* What needs to be done
Give the lines of the data below as a JSON list of strings, starting at the line containing "Locate every instance of the dog's front" and ending at the last line of the data. Use one string per line and leave out blank lines.
** begin **
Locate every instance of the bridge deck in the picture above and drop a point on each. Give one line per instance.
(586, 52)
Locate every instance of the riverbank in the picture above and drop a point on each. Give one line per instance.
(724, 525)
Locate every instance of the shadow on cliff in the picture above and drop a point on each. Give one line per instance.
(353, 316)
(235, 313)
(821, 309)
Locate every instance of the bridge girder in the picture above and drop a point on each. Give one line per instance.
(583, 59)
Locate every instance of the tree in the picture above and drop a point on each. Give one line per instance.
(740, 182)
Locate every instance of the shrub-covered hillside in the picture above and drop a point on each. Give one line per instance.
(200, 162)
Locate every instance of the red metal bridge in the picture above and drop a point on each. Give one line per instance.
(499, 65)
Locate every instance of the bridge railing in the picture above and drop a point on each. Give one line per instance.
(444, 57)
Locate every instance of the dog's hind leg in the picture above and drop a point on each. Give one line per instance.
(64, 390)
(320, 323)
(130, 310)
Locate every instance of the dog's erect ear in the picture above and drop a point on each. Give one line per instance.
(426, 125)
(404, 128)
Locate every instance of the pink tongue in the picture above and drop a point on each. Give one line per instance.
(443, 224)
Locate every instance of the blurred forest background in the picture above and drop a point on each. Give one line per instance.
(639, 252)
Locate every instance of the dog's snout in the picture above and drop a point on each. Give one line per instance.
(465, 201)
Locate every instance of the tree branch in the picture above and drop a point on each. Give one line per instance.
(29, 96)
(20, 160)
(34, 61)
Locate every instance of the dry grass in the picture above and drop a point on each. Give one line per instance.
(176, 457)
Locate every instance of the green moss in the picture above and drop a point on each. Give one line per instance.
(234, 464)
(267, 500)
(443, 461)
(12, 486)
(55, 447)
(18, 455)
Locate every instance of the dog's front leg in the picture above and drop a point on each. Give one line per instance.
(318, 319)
** end **
* Full response
[
  "Locate every instance of the dog's front leg in the picture above and drop a point on each. Give one line per instance.",
  "(318, 319)"
]